- **TASK**:
Please copy all of the data below line for line, changing nothing.

(Rows from an object pointing dataset)
####################

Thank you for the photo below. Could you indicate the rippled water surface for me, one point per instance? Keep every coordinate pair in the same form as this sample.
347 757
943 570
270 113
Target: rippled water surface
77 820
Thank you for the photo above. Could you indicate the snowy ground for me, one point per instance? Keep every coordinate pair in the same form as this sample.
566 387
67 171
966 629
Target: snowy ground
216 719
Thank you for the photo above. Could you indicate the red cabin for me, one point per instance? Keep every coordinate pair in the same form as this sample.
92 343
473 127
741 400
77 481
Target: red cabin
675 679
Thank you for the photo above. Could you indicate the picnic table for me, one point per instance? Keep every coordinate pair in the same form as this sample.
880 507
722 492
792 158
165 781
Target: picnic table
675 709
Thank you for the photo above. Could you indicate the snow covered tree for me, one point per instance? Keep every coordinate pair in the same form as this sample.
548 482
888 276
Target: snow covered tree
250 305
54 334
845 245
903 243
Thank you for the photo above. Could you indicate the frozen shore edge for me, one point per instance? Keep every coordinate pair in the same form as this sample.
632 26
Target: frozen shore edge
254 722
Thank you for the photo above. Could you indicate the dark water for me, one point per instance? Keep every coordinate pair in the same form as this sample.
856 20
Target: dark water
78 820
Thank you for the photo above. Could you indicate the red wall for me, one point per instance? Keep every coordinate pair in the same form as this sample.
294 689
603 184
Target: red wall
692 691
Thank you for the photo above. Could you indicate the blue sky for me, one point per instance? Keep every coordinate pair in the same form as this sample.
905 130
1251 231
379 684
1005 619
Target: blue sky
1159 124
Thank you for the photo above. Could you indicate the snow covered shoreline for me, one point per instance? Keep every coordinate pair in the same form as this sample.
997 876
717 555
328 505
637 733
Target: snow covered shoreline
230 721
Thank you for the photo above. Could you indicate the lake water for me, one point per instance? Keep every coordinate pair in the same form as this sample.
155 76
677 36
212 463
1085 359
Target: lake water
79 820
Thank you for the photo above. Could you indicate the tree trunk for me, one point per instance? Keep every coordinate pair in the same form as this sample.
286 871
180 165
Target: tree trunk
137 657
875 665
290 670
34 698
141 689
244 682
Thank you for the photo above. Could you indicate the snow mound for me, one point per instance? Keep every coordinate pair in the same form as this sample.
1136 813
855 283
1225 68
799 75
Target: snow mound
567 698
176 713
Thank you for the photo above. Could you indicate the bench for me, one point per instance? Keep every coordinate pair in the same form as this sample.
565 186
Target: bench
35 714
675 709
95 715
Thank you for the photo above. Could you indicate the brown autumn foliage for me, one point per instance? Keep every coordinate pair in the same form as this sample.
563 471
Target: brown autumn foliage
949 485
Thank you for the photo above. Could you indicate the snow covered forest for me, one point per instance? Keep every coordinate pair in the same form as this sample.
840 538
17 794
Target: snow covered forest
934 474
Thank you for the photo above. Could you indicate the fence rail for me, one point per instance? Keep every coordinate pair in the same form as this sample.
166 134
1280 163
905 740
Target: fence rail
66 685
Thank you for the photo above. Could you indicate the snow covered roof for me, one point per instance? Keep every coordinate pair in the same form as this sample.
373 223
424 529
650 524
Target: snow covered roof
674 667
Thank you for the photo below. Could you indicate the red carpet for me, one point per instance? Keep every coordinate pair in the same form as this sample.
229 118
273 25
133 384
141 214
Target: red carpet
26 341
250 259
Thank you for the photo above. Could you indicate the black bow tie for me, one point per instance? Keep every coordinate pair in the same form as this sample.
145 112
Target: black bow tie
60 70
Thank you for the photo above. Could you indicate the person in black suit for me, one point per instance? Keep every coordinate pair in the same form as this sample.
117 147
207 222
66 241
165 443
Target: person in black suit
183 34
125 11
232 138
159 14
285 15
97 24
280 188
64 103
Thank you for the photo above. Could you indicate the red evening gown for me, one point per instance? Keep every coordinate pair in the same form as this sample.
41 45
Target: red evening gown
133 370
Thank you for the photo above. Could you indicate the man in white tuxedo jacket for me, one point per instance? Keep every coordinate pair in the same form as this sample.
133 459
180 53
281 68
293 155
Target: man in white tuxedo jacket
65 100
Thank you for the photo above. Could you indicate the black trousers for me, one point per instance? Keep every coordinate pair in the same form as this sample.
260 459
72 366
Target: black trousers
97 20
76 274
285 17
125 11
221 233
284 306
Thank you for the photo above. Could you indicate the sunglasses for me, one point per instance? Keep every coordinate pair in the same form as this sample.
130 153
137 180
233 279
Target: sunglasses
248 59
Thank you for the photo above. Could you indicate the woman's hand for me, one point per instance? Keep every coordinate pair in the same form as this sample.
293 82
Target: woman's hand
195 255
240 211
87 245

####################

- **CORRECT RESULT**:
Thank you for the photo below. Could you indicate the rippled water surface for me, one point per instance? Keep every coordinate pair in the same form as this sample.
347 757
943 570
270 113
Target: rippled water surface
77 820
Thank you for the photo above. Could you indicate the snowy ground for me, one point per instance? Keep every coordinate pair in the same form as this sample.
566 387
67 171
966 629
Target: snowy ground
216 719
Thank you for the photo above. Could you indicate the red cabin for me, one point per instance? Keep every coordinate pair in the same form as this sample.
92 343
473 127
741 400
77 481
Target: red cabin
675 679
Thank you for the photo above. Could you indicate the picnic table for me, one point per instance? Keep every coordinate pair in the same form as this sample.
880 507
722 492
792 158
165 781
Target: picnic table
675 709
Thank you for the photo above. Could you indicate the snow covered tree for me, one point per instance? Keep every coordinate pair in the same form as this sample.
548 482
888 276
Target: snow covered tree
250 305
54 334
845 245
903 243
Thank you for the photo above. Could you indicate the frozen shore edge for me, one point per instance? Keep every coordinate pair in the same form as this sample.
632 26
Target: frozen shore edge
254 722
Thank you for the photo above. Could you indicate the dark water for me, one point per instance? Keep every coordinate pair in the same form as this sample.
856 20
Target: dark water
78 820
Thank you for the photo above. Could you indicate the red wall for me, one point per instance? Keep every coordinate pair in the same form as this sample.
294 689
603 184
Target: red wall
692 691
Thank you for the photo above. Could you indicate the blue sky for me, one point per instance? Keep every coordinate pair in the same form as this sample.
905 130
1251 231
379 684
1005 619
Target: blue sky
1159 124
Thank you for the photo above. Could you indicate the snow covered shoreline for me, one point per instance? Keep every coordinate pair in the same form as this sample.
997 876
717 555
328 505
637 733
Target: snow covered shoreline
230 721
Thank you for the photo above. Could you indicate the lake water for me, one point per instance? Keep every coordinate pair in the same form as this sample.
155 76
677 36
212 463
1085 359
Target: lake water
79 820
Thank you for the photo above. Could you indicate the tree trunk for me, one point per instance? Keep every coordinate pair in the same form as this sample.
286 871
180 165
Target: tree trunk
137 657
875 665
290 670
34 698
141 689
244 682
Thank you for the photo above. Could you indicate the snow mound for me, one point per instance? Keep every coordinate pair in the same form as this sample.
1136 813
855 283
1225 68
799 75
Target: snow mound
567 698
176 713
Thank you for the photo above. Could you indicate the bench for me, one point per instance? Keep every coordinate pair in the same form as this sample.
565 186
Target: bench
35 714
675 709
95 715
Thank you for the photo above. Could you indicate the brown autumn foliage for me, one point per instance? Keep every coordinate pair in the same form as this sample.
563 471
Target: brown autumn foliage
949 485
Thank you for the photo above. Could you indicate the snow covered forest for me, one point per instance? Keep every coordinate pair in the same form as this sample.
840 538
17 794
Target: snow covered forest
934 474
Thank you for the photo above. Could you indicate the fence rail for me, one point per instance? Keep every coordinate pair in the same form as this sample.
166 134
1280 163
905 740
Target: fence rail
66 685
Thank you for the photo above. Could you indicate the snow covered roof for me, one point per instance? Keep every coordinate pair in the same form as this sample.
373 223
424 529
650 524
Target: snow covered roof
674 667
Thank you for the photo below. Could you indicate the red carpet for me, one point per instance? Keep every coordinate pair in the same form as this sample.
229 118
273 25
133 384
141 214
Target: red carpet
26 341
250 259
Thank you for the photo above. Could you indicate the black bow tie for me, one point per instance? Keep every coordinate pair in the same form as this sample.
145 112
Target: black bow tie
60 70
Thank you for the photo above. Could you indicate the person in black suit for me, one point per instance? Keep every coordinate pair in the same form as this sample.
117 147
207 222
66 241
165 443
Target: person in black suit
183 34
125 11
232 138
159 14
285 15
97 24
280 188
64 103
Thank you for the photo above. Could you indicate the red evening gown for me, one point per instance? Keep every coordinate pair in the same form as this sample.
41 45
Target: red evening gown
133 370
Thank you for the photo above. Could you indicate the man in white tuxedo jacket for me, one point per instance? Keep every coordinate pair in the same form as this sample.
133 459
180 53
281 68
293 155
Target: man in white tuxedo jacket
65 100
Thank you for the photo above. Could you indicate the black trousers for me, one point per instance? Keep every coordinate pair in the same form as this sample.
260 459
72 366
Target: black trousers
97 20
76 274
285 17
125 11
221 233
284 306
Thank you for the photo above. Could you indicate the sunglasses for me, one point per instance? Keep every coordinate pair in the same form as this sample.
130 153
137 180
233 279
Target: sunglasses
248 59
Thank you for the photo above. Could you indicate the woman's hand for me, one point per instance? Keep every coordinate pair in the same form as this sample.
293 82
Target: woman's hand
195 255
240 211
87 245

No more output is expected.